START Record set
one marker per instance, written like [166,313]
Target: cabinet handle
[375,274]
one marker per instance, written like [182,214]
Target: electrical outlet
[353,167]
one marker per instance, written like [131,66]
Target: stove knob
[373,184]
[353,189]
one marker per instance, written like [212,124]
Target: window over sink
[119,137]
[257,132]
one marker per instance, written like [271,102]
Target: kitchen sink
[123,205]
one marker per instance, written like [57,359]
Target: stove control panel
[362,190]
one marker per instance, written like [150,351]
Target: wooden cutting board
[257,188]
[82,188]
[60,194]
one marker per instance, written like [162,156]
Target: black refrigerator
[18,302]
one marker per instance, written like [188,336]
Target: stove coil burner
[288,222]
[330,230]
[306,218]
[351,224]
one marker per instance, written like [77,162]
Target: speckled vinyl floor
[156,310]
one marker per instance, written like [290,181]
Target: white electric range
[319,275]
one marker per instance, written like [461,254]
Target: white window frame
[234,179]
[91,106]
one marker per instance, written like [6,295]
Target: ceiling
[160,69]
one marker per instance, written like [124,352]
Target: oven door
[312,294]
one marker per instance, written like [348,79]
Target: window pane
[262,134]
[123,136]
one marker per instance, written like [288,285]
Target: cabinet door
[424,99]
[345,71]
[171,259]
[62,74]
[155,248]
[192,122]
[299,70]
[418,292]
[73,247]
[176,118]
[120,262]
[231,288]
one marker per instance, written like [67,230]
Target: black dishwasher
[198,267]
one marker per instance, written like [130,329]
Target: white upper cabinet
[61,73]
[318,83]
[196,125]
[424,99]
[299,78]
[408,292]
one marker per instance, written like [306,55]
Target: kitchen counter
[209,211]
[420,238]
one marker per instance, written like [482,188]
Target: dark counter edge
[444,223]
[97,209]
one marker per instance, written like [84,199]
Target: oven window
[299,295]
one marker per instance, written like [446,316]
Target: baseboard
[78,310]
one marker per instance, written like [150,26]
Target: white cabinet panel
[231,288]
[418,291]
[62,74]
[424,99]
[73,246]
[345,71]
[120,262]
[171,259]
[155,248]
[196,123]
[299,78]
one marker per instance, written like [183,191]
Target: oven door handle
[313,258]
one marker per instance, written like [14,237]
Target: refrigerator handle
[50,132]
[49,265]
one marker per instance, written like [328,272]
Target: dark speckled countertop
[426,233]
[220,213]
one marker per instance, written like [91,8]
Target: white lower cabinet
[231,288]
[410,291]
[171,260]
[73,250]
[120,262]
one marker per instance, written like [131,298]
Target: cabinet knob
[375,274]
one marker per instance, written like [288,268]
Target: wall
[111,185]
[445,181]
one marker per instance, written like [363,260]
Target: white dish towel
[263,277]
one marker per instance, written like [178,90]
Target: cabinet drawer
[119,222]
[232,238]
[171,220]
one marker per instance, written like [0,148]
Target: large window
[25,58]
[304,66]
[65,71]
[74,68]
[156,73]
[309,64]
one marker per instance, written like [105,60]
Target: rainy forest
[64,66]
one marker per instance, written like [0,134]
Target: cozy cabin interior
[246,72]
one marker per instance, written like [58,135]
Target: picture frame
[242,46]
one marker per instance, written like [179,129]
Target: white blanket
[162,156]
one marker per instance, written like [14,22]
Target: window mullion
END Record set
* [What is being asked]
Copy out, exactly and alone, the lines of the entries above between the ones holding "one marker per instance, written like [84,199]" and "one marker per instance, written like [91,8]", inclusive.

* [Answer to the exercise]
one marker per instance, written like [84,199]
Target: oven window
[299,295]
one marker per instance, written like [446,316]
Target: baseboard
[78,310]
one marker per instance, written like [150,26]
Target: white cabinet panel
[231,288]
[418,291]
[62,74]
[424,99]
[73,246]
[345,71]
[120,262]
[171,259]
[155,248]
[196,123]
[299,78]
one marker per instance, written like [183,191]
Target: oven door handle
[313,258]
one marker per instance, written like [14,237]
Target: refrigerator handle
[50,132]
[49,265]
one marker per instance, written like [328,272]
Target: dark speckled countertop
[426,233]
[220,213]
one marker per instance, written like [91,8]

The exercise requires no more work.